§ Work to be completed
Only the lines with the string "image" are needed; return each of them from the entries below.

§ Given records

◇ ◇ ◇

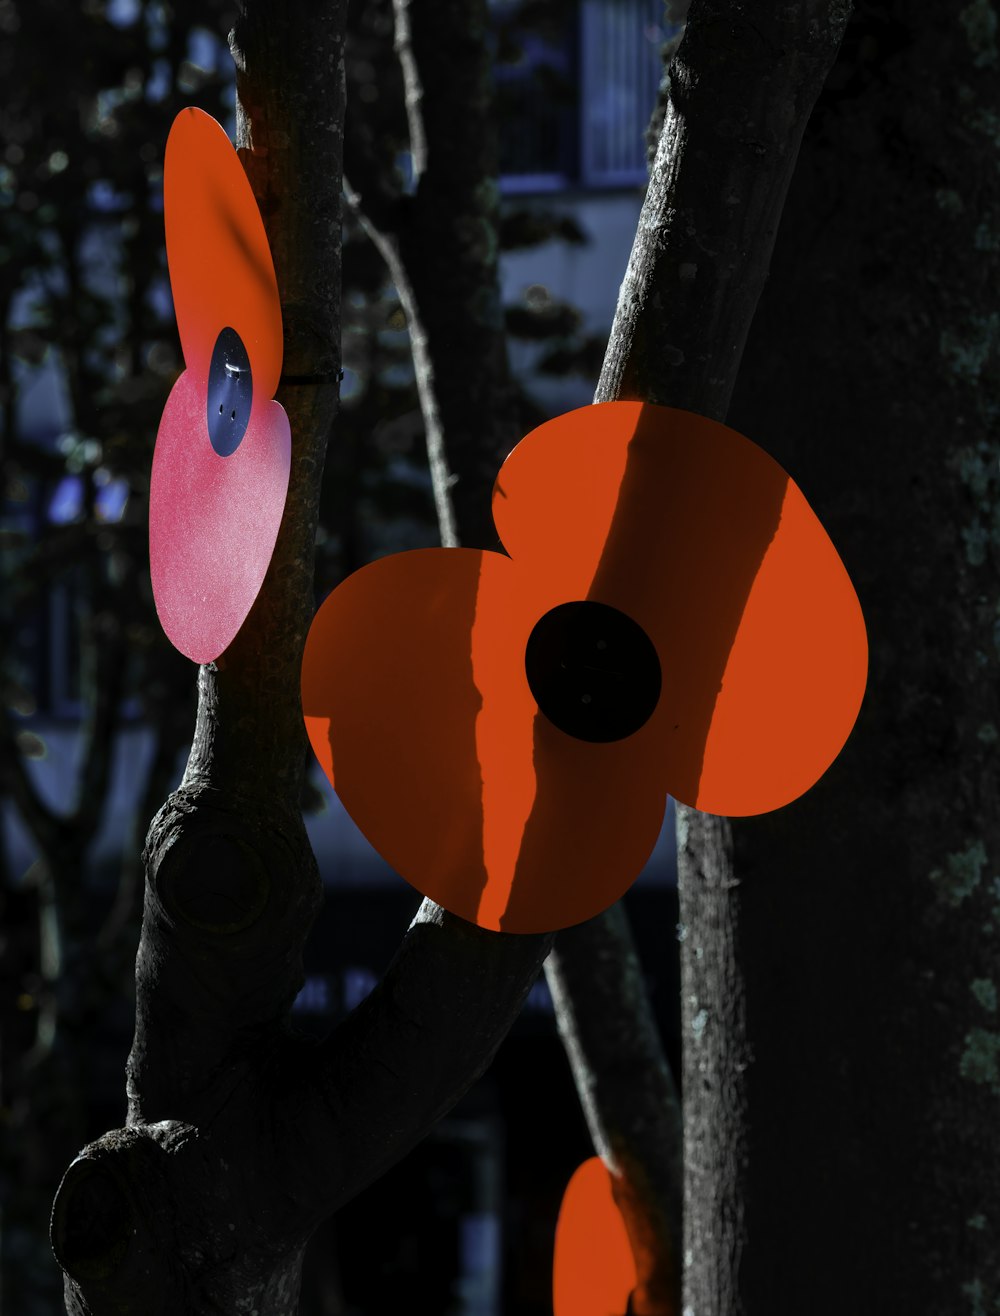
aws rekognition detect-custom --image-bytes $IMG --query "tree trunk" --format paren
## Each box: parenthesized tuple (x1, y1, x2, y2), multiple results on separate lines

◇ ◇ ◇

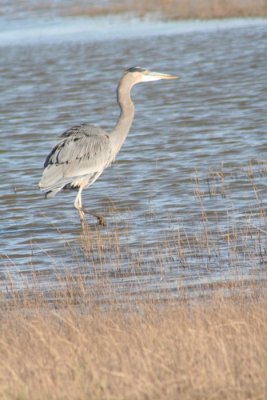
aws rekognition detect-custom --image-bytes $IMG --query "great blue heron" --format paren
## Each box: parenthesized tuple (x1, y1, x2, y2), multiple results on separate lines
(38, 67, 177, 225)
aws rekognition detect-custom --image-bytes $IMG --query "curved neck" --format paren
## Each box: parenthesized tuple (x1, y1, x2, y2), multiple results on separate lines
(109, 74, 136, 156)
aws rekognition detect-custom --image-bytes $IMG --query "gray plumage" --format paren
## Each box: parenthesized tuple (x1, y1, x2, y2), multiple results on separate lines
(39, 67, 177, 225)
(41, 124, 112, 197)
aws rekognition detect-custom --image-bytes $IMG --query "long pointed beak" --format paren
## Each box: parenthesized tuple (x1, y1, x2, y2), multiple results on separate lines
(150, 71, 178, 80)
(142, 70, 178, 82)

◇ ◇ ◇

§ Solution for this problem
aws rekognition detect-custom --image-bytes $IMG --query "tree trunk" --format paren
aws rekognition detect-custom --image-bytes $IMG --query "great blue heron" --format paren
aws rekognition detect-custom --image-bytes $IMG --query "curved neck" --format paren
aws rekognition detect-custom --image-bytes $IMG --query "gray plumage" --format paren
aws rekognition detect-custom --image-bytes $IMG --query "long pointed beak" --format paren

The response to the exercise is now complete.